** Problem statement **
Copy every line of the following items without changing anything.

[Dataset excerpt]
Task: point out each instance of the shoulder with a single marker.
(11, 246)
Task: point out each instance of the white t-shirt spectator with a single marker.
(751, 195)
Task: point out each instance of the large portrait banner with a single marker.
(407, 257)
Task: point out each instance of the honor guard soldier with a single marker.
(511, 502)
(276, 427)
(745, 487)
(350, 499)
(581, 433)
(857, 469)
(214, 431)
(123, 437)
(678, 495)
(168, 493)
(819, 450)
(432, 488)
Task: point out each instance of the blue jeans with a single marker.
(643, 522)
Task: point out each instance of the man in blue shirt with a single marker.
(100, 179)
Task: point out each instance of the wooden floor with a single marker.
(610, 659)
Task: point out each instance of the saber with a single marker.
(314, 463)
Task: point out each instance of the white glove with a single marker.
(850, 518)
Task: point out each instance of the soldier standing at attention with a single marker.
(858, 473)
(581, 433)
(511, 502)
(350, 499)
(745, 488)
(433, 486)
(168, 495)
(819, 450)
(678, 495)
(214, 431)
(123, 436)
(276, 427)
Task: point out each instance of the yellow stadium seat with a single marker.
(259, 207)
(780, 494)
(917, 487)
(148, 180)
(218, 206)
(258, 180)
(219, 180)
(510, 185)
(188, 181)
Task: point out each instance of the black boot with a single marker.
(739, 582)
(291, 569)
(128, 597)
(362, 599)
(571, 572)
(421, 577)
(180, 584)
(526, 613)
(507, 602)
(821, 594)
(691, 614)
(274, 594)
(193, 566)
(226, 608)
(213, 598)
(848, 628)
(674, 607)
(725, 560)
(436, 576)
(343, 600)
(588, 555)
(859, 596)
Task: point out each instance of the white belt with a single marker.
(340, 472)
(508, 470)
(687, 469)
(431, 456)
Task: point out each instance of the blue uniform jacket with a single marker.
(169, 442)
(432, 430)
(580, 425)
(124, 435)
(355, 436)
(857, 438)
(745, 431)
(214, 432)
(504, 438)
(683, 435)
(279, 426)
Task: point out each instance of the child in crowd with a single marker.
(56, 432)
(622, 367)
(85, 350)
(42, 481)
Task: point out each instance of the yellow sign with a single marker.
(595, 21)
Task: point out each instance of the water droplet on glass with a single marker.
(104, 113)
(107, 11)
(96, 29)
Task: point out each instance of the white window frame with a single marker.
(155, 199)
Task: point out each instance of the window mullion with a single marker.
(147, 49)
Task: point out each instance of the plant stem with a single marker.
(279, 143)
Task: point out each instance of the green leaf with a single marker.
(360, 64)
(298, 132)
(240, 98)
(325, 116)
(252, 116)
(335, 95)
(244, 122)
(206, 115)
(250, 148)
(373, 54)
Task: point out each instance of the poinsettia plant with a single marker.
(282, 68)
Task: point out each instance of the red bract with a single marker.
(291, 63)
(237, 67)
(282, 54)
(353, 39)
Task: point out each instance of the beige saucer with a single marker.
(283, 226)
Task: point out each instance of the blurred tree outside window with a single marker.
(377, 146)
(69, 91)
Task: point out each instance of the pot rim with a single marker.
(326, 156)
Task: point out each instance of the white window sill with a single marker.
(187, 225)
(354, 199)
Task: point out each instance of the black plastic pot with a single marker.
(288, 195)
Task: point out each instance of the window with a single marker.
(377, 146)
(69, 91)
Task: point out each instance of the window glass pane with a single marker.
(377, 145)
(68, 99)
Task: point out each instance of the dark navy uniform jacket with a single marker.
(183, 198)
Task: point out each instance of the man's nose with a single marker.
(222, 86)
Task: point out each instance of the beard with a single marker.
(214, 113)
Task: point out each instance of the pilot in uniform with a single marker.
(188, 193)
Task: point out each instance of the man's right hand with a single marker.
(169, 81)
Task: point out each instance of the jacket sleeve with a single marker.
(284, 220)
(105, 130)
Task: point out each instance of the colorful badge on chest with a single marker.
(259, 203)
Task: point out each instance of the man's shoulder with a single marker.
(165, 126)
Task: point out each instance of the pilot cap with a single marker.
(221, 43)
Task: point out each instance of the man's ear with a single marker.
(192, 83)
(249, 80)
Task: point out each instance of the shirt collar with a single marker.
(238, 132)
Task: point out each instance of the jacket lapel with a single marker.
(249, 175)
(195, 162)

** Exercise solution **
Task: point out each instance of the shoulder with a single marker.
(11, 246)
Task: point out each instance of the white t-shirt spectator with a single marker.
(751, 195)
Task: point out each instance of the large portrait banner with a single marker.
(407, 257)
Task: point out each instance of the honor guard soldier with a single marker.
(511, 502)
(276, 427)
(745, 487)
(350, 499)
(581, 433)
(857, 469)
(214, 431)
(123, 437)
(678, 495)
(168, 493)
(819, 450)
(432, 488)
Task: point out each instance of the blue jeans with a single marker.
(643, 522)
Task: point out each instance of the man in blue shirt with a single marker.
(100, 179)
Task: point out each instance of the wooden floor with a single marker.
(610, 659)
Task: point out each instance of the saber with a single marker.
(314, 463)
Task: point out each instance of the white glove with a single marker.
(850, 518)
Task: point out each instance of the soldier standing at attention with a single marker.
(858, 473)
(581, 433)
(511, 502)
(350, 499)
(745, 488)
(433, 486)
(168, 495)
(819, 450)
(678, 495)
(214, 431)
(123, 436)
(276, 427)
Task: point out each instance of the yellow stadium seat with a single marker.
(259, 207)
(780, 494)
(917, 487)
(148, 180)
(218, 206)
(258, 180)
(219, 180)
(510, 185)
(188, 181)
Task: point out each instance of the black boot with a single marker.
(739, 582)
(291, 569)
(128, 597)
(362, 599)
(571, 572)
(421, 577)
(180, 584)
(526, 613)
(507, 602)
(821, 594)
(691, 614)
(274, 594)
(193, 566)
(226, 608)
(213, 598)
(848, 628)
(674, 607)
(725, 560)
(436, 576)
(343, 600)
(588, 555)
(859, 596)
Task: point out each instance of the white belt with a single marker.
(340, 472)
(508, 470)
(687, 469)
(431, 456)
Task: point out each instance of the blue uniform jacket with a single marker.
(169, 442)
(432, 430)
(580, 425)
(124, 435)
(355, 436)
(857, 438)
(745, 431)
(214, 432)
(504, 438)
(683, 435)
(279, 426)
Task: point out each instance of the child in crowd with a single marker.
(56, 432)
(622, 367)
(85, 350)
(42, 481)
Task: point out each instance of the yellow sign with a single marker.
(595, 21)
Task: point out each instance of the water droplet on glass with a single marker.
(104, 113)
(107, 11)
(96, 29)
Task: point out each instance of the white window frame with a single marker.
(155, 199)
Task: point out each instance of the window mullion with a single marker.
(147, 49)
Task: point out each instance of the plant stem with a single marker.
(279, 143)
Task: point out each instance of the green leaf with a single marker.
(360, 64)
(298, 132)
(240, 98)
(325, 116)
(252, 116)
(335, 95)
(244, 122)
(206, 115)
(250, 148)
(373, 54)
Task: point out each instance of the poinsettia plant with a single marker.
(282, 68)
Task: point out each instance of the red bract with a single marker.
(291, 63)
(237, 67)
(282, 54)
(353, 39)
Task: point out each instance of the beige saucer with a single marker.
(283, 226)
Task: point out each instance of the blurred tree outside window with a single marker.
(377, 146)
(69, 91)
Task: point out each instance of the pot rim with a single marker.
(326, 156)
Task: point out each instance of the white window sill with a single marker.
(187, 225)
(354, 199)
Task: point out each instance of the black plastic pot with a single marker.
(288, 195)
Task: point out each instance of the window with a single marker.
(377, 146)
(69, 91)
Task: point out each instance of the window glass pane with a single marker.
(377, 145)
(68, 99)
Task: point out each instance of the dark navy uniform jacket with a single marker.
(183, 198)
Task: point out each instance of the man's nose with a single marker.
(222, 86)
Task: point out each instance of the beard with a single marker.
(214, 113)
Task: point out each instance of the pilot in uniform with a single marker.
(188, 193)
Task: point out each instance of the man's right hand with a single marker.
(169, 81)
Task: point out each instance of the jacket sleeve with a single marker.
(284, 220)
(105, 130)
Task: point out each instance of the colorful badge on chest with a single marker.
(259, 203)
Task: point out each instance of the man's shoulder with a single marker.
(165, 126)
Task: point out each instance of the pilot cap with a single marker.
(221, 43)
Task: point out each instance of the man's ear with a single marker.
(192, 83)
(249, 80)
Task: point out each instance of the shirt collar with a single marker.
(238, 132)
Task: point out each instance of the jacket lapel with a single marker.
(249, 175)
(195, 162)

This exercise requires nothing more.